[Collected data entries]
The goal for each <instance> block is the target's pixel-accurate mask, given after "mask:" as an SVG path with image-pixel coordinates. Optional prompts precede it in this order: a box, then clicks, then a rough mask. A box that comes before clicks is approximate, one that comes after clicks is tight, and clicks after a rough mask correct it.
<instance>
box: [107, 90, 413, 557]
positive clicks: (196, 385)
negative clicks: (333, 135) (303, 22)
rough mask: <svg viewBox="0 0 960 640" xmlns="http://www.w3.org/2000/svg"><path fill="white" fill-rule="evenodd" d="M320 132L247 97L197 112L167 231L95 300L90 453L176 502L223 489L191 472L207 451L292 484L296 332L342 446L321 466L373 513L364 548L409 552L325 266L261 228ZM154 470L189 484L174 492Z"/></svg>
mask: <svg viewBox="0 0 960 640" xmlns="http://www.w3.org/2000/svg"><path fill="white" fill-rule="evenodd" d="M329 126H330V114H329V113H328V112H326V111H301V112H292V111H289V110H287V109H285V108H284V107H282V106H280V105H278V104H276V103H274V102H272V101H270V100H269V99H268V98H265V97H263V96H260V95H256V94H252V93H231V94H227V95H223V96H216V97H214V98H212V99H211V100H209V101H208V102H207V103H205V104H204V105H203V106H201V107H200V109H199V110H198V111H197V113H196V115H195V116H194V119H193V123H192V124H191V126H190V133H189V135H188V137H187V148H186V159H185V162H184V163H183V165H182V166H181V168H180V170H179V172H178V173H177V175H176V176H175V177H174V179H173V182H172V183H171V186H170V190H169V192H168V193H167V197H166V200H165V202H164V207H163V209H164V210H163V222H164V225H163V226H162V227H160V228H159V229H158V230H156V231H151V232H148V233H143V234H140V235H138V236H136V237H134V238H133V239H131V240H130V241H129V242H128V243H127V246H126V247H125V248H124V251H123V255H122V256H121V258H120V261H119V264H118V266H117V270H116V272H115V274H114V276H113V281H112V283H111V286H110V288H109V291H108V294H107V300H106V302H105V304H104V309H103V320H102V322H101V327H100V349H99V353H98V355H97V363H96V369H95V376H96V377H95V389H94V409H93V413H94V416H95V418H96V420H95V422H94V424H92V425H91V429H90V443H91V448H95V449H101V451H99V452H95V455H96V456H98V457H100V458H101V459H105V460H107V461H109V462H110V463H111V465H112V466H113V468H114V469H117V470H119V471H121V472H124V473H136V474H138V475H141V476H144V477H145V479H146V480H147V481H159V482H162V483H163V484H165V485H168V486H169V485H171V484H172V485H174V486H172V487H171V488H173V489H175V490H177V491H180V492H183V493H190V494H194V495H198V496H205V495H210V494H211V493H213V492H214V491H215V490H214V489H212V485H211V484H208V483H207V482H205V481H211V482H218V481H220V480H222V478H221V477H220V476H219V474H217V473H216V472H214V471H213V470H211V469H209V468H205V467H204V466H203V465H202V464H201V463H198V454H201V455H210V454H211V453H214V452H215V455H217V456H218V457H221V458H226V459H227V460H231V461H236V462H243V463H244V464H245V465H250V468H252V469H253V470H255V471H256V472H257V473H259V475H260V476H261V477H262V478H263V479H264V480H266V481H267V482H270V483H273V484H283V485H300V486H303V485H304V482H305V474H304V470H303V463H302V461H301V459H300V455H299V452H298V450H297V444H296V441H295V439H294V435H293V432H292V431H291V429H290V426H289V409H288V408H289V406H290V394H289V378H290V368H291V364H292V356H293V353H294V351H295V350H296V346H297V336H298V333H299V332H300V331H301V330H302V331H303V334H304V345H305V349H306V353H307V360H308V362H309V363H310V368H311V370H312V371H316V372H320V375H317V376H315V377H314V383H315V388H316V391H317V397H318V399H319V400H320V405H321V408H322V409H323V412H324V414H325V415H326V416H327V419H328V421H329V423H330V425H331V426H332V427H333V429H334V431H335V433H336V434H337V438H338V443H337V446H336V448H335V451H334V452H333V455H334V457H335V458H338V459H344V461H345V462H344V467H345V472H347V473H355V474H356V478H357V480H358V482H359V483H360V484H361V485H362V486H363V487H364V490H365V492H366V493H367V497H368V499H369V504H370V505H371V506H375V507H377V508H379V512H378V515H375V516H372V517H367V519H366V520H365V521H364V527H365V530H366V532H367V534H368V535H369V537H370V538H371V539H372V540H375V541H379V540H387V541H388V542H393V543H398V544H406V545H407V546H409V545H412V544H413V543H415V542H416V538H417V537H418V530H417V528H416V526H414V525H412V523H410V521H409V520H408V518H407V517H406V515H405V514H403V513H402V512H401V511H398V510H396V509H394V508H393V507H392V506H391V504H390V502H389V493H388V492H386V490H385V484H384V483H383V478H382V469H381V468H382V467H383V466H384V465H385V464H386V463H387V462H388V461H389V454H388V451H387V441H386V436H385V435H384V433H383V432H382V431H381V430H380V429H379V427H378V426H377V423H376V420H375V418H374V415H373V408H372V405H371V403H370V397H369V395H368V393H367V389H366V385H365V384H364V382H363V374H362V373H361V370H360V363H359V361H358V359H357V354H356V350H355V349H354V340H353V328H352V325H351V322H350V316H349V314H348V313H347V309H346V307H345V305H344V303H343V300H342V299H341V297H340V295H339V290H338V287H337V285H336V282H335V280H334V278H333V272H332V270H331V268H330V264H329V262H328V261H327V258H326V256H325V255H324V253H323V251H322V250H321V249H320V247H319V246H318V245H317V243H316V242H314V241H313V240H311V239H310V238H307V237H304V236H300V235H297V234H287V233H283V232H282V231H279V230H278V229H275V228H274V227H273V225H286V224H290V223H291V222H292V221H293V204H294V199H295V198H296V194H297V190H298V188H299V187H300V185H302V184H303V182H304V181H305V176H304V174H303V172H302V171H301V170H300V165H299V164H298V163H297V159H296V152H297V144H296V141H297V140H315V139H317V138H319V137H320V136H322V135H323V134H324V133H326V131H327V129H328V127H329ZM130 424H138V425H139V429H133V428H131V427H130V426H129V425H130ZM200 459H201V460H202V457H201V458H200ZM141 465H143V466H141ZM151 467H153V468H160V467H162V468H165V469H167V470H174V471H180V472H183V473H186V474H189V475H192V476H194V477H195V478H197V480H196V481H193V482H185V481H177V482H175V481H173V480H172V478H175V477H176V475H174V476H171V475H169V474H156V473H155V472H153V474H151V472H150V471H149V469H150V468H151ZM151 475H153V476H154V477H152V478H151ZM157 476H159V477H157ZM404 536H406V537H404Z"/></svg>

● **To do**:
Every line containing the string "instance" is required; copy each such line from the data.

● **Answer section**:
The goal for each <instance> block is the target's pixel-accurate mask, given after "mask:" as an SVG path with image-pixel coordinates. Optional prompts precede it in this order: a box, then clicks, then a rough mask. A box that comes before clicks is approximate, one that comes after clicks is tight, and clicks after a rough mask correct it.
<instance>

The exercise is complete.